### [Work order]
Where a line below holds the string "denim", count it; then give the total without any other words.

### [Extracted records]

<<<<

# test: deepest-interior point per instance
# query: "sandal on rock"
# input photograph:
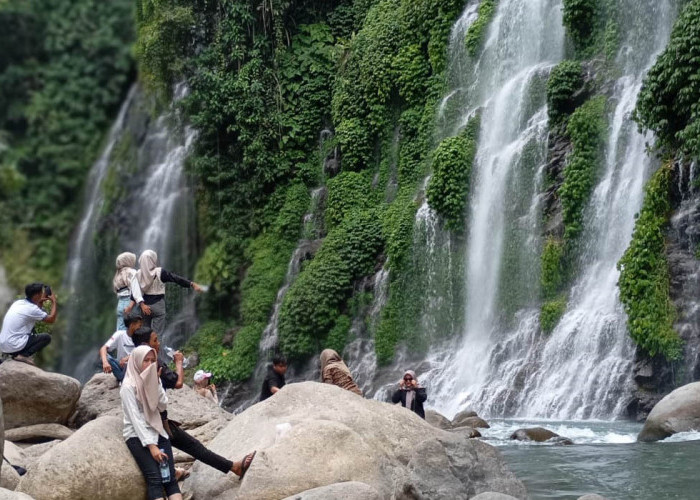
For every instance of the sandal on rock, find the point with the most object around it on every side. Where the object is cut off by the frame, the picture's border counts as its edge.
(248, 459)
(181, 474)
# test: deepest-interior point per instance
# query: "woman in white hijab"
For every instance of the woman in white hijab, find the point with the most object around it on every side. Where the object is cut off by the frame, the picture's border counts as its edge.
(410, 394)
(143, 398)
(124, 286)
(152, 279)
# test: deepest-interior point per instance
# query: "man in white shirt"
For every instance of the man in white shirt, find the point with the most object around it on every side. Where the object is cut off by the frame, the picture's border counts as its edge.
(122, 342)
(17, 336)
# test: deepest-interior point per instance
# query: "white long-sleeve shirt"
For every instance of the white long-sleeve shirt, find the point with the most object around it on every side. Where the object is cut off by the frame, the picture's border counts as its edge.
(135, 424)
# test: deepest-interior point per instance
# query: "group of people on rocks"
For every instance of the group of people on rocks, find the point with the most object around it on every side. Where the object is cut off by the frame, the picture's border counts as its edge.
(144, 377)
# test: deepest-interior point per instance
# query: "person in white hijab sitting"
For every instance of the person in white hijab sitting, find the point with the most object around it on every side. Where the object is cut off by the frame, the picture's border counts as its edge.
(151, 280)
(143, 398)
(410, 394)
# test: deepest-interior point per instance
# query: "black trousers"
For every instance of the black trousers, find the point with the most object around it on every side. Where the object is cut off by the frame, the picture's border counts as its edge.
(151, 469)
(184, 442)
(35, 343)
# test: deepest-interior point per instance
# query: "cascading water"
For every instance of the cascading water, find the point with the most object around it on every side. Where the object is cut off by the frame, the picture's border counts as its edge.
(582, 370)
(154, 210)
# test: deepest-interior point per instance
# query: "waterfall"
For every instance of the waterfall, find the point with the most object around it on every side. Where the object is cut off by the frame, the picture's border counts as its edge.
(583, 368)
(154, 209)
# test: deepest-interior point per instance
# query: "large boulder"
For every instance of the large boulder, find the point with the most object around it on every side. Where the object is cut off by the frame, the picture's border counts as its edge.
(38, 432)
(100, 397)
(539, 435)
(32, 396)
(351, 490)
(92, 464)
(677, 412)
(311, 435)
(437, 420)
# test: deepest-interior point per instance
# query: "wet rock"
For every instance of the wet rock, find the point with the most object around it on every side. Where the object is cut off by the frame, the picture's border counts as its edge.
(473, 422)
(333, 436)
(677, 412)
(13, 495)
(437, 420)
(539, 435)
(490, 495)
(38, 432)
(32, 396)
(351, 490)
(93, 463)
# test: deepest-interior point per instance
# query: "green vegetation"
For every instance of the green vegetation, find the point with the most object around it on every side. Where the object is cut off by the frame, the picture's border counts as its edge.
(452, 167)
(565, 82)
(476, 32)
(668, 101)
(61, 80)
(644, 277)
(586, 128)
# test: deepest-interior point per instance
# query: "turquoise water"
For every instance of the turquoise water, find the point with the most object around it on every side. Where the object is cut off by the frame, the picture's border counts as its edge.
(605, 460)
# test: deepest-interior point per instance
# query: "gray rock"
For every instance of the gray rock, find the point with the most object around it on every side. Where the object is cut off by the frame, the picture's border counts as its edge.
(32, 396)
(473, 422)
(351, 490)
(94, 463)
(38, 432)
(437, 420)
(9, 478)
(490, 495)
(13, 495)
(677, 412)
(539, 435)
(332, 436)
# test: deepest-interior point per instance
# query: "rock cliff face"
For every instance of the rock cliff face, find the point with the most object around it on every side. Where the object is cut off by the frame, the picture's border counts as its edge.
(313, 435)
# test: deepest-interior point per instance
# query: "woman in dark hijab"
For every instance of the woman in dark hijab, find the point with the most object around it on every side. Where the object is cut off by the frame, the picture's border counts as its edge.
(410, 394)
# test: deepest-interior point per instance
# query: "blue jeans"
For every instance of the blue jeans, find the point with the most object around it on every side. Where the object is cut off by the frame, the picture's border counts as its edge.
(117, 370)
(121, 305)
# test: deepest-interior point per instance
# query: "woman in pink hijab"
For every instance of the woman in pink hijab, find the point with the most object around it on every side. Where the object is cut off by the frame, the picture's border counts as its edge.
(143, 398)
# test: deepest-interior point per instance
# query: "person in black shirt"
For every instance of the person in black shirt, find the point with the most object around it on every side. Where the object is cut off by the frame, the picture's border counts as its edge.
(274, 380)
(179, 438)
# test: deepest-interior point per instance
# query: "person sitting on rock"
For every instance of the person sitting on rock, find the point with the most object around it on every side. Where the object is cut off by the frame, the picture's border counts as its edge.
(143, 398)
(335, 371)
(17, 336)
(180, 439)
(122, 342)
(410, 394)
(203, 387)
(274, 380)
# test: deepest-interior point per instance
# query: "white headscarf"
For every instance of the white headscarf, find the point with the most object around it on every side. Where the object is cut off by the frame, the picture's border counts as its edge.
(147, 385)
(149, 273)
(125, 270)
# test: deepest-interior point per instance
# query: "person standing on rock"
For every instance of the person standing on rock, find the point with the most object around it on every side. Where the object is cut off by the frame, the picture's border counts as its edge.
(203, 387)
(410, 394)
(127, 288)
(180, 439)
(143, 398)
(274, 380)
(17, 336)
(121, 342)
(335, 371)
(152, 280)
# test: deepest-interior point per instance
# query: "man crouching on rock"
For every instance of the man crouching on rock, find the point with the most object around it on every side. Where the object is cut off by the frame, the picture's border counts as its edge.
(17, 336)
(179, 438)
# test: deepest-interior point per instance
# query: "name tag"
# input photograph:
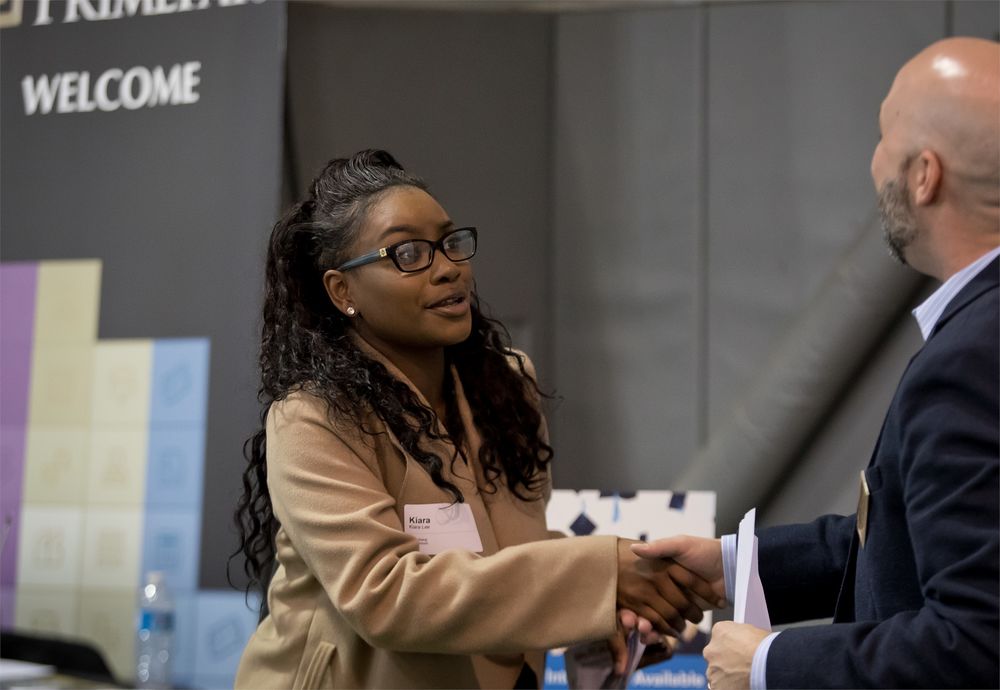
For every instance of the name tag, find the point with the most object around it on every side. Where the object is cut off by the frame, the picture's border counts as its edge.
(442, 526)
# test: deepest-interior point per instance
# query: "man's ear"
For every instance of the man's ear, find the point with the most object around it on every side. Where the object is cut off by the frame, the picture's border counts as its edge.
(925, 181)
(338, 291)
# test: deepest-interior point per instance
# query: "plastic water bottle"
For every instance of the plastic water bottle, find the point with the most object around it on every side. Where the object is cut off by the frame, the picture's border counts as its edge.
(155, 639)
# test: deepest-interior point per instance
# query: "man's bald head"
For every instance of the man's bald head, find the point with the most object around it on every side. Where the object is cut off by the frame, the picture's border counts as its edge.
(947, 99)
(939, 158)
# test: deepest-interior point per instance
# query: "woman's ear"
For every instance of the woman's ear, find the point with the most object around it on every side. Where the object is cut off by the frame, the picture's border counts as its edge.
(339, 292)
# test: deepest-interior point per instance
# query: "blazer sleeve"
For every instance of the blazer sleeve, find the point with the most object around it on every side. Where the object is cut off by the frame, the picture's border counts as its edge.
(949, 463)
(802, 566)
(336, 511)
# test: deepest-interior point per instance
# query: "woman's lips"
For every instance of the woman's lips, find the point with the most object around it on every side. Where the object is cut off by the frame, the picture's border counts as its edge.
(456, 305)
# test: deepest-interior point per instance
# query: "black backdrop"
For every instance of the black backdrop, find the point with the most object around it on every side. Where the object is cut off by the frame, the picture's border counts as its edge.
(176, 200)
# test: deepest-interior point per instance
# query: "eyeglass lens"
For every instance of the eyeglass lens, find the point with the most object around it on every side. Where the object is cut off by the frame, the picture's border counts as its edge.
(414, 255)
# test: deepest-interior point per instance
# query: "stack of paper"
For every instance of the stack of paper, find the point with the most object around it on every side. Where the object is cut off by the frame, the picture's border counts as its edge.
(750, 606)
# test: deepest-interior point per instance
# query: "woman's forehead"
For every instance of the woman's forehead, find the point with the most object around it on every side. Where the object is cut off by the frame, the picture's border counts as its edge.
(404, 207)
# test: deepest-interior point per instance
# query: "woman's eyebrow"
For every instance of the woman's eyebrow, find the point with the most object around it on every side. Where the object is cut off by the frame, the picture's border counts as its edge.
(446, 225)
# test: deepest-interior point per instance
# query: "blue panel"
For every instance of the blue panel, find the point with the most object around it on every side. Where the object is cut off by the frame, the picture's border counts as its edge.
(225, 623)
(171, 543)
(185, 632)
(176, 467)
(180, 380)
(683, 672)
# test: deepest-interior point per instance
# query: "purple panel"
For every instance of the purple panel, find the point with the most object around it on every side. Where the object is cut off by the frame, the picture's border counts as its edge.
(11, 479)
(18, 283)
(6, 608)
(17, 322)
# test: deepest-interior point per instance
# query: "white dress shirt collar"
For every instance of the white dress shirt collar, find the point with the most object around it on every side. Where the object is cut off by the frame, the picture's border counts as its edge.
(928, 313)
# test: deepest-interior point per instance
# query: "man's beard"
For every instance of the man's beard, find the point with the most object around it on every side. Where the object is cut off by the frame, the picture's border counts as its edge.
(899, 227)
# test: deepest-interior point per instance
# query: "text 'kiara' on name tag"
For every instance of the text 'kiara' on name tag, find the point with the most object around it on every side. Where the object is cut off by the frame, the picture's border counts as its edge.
(442, 526)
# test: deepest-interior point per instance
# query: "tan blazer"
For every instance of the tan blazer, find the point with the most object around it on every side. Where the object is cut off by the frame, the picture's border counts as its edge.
(354, 604)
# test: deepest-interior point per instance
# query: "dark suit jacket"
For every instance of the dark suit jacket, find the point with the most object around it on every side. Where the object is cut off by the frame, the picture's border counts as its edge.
(917, 605)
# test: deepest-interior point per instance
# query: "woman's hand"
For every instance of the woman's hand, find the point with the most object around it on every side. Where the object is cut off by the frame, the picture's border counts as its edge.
(661, 591)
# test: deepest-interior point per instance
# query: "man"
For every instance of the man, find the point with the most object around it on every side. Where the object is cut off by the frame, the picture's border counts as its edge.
(912, 579)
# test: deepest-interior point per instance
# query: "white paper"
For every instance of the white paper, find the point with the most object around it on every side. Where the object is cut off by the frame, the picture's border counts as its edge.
(750, 605)
(590, 666)
(442, 526)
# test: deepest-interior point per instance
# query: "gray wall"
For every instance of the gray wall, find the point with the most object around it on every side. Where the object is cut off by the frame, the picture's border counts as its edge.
(662, 190)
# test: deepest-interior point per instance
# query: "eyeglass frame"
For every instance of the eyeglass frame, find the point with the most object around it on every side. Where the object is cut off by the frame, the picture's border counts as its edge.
(389, 252)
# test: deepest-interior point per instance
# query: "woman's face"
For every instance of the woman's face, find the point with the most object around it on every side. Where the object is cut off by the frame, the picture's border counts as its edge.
(397, 310)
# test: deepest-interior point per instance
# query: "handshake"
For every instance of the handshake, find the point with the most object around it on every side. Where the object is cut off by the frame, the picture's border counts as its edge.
(662, 586)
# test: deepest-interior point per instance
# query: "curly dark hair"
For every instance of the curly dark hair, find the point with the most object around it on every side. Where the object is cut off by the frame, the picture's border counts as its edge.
(306, 343)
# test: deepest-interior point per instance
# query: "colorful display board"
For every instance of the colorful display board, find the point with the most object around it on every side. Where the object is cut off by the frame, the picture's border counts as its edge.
(102, 445)
(646, 516)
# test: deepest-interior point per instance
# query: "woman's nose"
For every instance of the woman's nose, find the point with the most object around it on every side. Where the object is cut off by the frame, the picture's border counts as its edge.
(443, 269)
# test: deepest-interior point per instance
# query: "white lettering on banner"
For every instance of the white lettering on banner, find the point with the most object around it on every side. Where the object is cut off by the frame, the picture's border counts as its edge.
(103, 10)
(132, 89)
(42, 17)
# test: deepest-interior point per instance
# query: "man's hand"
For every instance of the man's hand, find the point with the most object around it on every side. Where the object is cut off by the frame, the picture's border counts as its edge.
(701, 556)
(660, 590)
(730, 654)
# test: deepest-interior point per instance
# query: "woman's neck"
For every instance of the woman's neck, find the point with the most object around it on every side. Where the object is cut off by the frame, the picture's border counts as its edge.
(425, 368)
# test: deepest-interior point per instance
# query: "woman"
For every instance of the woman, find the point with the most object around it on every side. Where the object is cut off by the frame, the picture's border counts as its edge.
(401, 475)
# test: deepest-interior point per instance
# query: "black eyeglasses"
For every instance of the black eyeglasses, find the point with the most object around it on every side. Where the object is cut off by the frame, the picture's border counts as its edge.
(416, 255)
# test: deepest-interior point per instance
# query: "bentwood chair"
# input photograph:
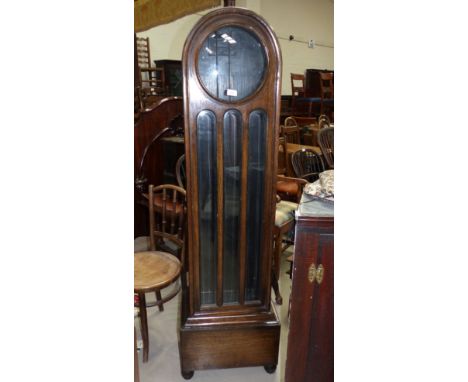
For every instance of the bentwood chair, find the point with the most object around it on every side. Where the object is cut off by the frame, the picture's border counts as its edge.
(307, 164)
(284, 226)
(159, 267)
(324, 121)
(326, 143)
(292, 134)
(167, 224)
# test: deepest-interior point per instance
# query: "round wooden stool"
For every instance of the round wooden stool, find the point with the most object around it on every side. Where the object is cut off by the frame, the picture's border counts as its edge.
(153, 270)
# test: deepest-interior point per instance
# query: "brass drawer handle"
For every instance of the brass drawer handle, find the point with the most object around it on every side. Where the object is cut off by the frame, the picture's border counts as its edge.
(319, 274)
(312, 272)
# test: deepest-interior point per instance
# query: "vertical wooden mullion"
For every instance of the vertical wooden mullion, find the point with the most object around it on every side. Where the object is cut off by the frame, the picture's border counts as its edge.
(220, 207)
(243, 209)
(191, 152)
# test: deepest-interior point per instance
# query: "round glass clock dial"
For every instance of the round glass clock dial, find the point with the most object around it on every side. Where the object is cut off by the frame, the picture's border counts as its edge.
(231, 63)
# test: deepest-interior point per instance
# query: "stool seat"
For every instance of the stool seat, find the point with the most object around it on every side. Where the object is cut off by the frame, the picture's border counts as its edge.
(154, 270)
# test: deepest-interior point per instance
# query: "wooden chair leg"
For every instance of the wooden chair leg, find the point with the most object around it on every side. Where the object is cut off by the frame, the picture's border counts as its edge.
(274, 284)
(159, 298)
(277, 253)
(144, 326)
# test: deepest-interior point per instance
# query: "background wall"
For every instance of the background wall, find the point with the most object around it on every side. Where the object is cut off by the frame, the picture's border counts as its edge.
(304, 19)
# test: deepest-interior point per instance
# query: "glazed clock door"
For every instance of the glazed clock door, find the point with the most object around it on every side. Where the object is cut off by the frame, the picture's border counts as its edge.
(231, 87)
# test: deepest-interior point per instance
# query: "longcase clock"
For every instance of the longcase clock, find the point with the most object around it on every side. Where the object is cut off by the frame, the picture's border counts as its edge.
(231, 66)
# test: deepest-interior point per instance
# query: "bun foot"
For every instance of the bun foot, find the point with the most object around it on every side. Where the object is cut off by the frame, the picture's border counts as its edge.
(270, 369)
(187, 374)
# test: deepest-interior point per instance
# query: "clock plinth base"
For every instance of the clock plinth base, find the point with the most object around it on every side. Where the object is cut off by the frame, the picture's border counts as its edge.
(226, 345)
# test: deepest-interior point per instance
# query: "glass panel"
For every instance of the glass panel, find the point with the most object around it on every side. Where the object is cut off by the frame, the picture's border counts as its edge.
(231, 63)
(207, 208)
(232, 148)
(255, 200)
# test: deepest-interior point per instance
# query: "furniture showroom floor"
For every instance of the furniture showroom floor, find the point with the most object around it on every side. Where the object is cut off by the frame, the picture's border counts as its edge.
(163, 362)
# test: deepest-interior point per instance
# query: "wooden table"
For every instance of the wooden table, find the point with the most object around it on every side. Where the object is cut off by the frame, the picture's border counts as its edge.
(153, 270)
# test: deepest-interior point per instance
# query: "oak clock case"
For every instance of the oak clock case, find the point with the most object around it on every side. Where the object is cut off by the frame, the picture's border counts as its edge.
(231, 65)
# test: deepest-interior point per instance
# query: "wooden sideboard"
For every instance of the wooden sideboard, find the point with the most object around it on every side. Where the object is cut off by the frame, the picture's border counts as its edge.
(312, 82)
(173, 76)
(310, 341)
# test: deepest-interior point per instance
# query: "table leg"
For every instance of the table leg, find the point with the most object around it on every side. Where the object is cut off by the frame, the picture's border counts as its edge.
(144, 326)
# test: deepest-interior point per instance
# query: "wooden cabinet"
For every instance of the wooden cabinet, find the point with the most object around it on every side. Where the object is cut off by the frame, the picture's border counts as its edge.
(310, 340)
(231, 66)
(312, 82)
(172, 76)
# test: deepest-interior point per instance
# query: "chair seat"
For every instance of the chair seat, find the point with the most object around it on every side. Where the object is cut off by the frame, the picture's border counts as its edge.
(154, 270)
(308, 99)
(284, 212)
(158, 203)
(288, 188)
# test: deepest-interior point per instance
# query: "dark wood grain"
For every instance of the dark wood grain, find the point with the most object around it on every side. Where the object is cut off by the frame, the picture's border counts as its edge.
(310, 340)
(244, 333)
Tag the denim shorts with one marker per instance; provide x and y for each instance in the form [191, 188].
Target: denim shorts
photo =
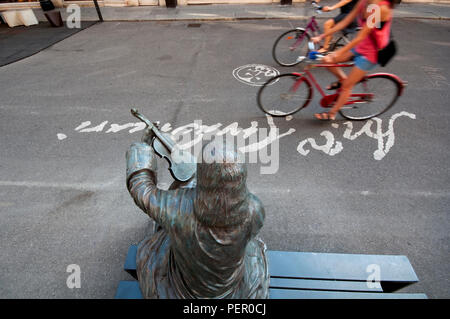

>>>>

### [Result of the exercise]
2